Responda às seguintes perguntas sobre o texto acerca da verdade:
1. Segundo o texto acerca da verdade, o que são simultaneamente as palavras "necessárias e desejadas"?
2. De que é a palavra "verdade" uma das mais fáceis e uma das mais difíceis?
3. Quais são as duas perspectivas que a "verdade" tem sempre?

TEXTO FORNECIDO:
=-=-=

Carlos Ginzburg, El País, 11 junho ‘23

Há palavras que não resultam de verbo conjugado, antes são substantivo imperioso que se revelam omnipresentes no nosso quotidiano ou pela sua infeliz omissão, ou pelo seu impacto justo e grave. Tanto é que justificam justapôr-se a temas actuais e relevantes, tanto é que se explicam e se impõem por si mesmo!

Há palavras, necessaria e desejavelmente “necessárias e desejadas” e que existem para retratar e qualificar, sendo simultaneamente constatação e balanço, confronto e equilíbrio.
Verdade é uma dessas (poucas) palavras e, confessa-se, das mais fáceis de verbalizar e das mais difíceis de praticar. Não por dificuldade em aceitar o que significa, não por banalização e secundarização, mas sim, pela verdadeira noção e consciência (julga-se) da sua dimensão e exigência de racionalização e objectividade, de imparcialidade e verificação.
Na verdade, a “verdade” tem sempre duas perspectivas: aquela objectiva e indesmentível dos factos ocorridos e a das palavras ditas. Não há possibilidade de versões ou divergências. Ver e ouvir são como são e, de alguma forma e no limite, mensuráveis e quantificáveis. A outra, aquela subjectiva e implicada pela forma como vivo e sinto os factos ocorridos e interpreto as palavras ditas. E, aqui, há tantas possibilidades quantos seres humanos existem, abrindo-se porta à diferença, à diversidade e à discricionariedade. Sentimento e interesse são como são, sempre relativos e dependentes.

=-=-=

INFORMAÇÃO FORNECIDA:
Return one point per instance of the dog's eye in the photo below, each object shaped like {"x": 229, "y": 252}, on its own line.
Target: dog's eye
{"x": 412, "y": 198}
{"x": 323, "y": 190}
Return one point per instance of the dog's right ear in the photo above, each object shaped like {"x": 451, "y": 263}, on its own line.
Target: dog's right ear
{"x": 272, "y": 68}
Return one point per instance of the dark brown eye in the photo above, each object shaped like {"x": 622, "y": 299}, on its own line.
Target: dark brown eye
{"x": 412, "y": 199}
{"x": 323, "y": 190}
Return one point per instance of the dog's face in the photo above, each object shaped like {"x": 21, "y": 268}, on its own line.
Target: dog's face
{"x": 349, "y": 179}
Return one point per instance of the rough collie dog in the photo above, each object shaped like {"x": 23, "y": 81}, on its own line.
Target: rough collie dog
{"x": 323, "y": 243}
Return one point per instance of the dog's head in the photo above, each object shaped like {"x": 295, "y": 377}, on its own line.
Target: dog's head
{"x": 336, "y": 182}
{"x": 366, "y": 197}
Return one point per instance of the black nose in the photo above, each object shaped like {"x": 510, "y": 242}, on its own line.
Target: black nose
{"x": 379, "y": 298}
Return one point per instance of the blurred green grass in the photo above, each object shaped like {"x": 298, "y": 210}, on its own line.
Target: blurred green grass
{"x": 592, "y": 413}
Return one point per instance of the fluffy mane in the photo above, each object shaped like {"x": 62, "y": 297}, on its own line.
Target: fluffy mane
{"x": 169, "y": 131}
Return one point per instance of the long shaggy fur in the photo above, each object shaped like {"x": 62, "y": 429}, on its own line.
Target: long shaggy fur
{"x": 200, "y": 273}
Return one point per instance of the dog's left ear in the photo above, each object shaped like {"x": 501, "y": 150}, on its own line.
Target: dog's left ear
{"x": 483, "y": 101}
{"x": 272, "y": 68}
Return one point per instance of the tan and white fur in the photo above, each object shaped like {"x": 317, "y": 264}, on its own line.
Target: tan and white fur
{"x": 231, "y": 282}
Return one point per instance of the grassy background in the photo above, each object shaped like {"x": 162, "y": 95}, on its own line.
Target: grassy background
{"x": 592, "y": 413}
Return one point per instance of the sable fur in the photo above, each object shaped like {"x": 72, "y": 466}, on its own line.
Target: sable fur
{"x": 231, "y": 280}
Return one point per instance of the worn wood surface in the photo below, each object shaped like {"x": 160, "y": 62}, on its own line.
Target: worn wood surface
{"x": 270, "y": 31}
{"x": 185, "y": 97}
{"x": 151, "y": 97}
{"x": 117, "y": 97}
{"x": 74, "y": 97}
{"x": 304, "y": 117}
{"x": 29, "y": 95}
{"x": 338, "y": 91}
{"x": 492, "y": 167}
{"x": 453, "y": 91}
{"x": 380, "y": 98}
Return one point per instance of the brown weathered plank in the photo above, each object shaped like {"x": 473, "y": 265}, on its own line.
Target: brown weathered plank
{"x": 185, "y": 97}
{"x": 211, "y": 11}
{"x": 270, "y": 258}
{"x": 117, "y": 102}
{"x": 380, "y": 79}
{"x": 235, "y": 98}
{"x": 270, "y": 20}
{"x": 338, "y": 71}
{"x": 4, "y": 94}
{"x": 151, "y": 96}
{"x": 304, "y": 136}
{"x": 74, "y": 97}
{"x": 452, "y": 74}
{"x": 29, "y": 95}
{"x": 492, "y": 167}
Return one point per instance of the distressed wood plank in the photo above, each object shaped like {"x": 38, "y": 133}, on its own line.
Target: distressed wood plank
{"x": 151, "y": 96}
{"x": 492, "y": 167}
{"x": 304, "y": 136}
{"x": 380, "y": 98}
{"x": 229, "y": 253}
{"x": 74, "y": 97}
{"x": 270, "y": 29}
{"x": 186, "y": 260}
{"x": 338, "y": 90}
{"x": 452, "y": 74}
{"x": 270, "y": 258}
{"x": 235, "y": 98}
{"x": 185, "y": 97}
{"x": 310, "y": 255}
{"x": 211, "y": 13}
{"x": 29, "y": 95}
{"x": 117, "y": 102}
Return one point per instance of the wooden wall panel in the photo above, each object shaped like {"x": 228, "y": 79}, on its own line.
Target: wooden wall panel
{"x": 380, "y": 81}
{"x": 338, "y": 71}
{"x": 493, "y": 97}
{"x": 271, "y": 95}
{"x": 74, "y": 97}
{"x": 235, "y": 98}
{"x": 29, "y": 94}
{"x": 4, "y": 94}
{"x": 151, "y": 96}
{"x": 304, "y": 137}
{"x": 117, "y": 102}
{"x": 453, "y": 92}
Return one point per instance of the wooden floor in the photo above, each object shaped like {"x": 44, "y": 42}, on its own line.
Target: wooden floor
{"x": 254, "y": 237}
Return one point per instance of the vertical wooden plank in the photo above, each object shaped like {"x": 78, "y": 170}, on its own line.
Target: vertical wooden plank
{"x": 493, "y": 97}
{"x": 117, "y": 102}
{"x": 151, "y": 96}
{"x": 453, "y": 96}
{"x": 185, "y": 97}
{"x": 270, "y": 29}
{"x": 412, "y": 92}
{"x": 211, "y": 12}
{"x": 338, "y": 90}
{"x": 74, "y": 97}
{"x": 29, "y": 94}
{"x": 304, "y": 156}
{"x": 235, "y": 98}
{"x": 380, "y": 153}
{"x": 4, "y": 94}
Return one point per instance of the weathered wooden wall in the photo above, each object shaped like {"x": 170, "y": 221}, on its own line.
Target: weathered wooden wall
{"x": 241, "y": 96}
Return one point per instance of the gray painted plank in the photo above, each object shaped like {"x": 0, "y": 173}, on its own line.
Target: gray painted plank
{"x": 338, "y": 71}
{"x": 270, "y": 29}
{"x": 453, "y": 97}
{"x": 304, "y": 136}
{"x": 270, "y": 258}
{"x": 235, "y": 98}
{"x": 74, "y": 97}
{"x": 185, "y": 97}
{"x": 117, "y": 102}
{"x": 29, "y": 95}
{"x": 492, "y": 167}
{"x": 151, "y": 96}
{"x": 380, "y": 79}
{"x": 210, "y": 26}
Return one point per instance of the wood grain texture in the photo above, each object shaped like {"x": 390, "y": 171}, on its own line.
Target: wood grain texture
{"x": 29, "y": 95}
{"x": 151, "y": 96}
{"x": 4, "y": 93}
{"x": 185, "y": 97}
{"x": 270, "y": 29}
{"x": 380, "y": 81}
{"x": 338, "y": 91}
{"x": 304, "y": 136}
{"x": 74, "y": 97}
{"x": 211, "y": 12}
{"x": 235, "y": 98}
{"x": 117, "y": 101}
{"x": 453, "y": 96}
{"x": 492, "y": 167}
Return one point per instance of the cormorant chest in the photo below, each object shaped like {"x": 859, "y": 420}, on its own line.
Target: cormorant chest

=-=-=

RESPOSTA:
1. São simultaneamente constatação e balanço, confronto e equilíbrio.
2. É das mais fáceis de verbalizar e das mais difíceis de praticar.
3. A primeira é objectiva e indesmentível: a dos factos ocorridos e a das palavras ditas. A segunda é subjectiva e depende da forma como se vivem e sentem os factos ocorridos e se interpretam as palavras ditas.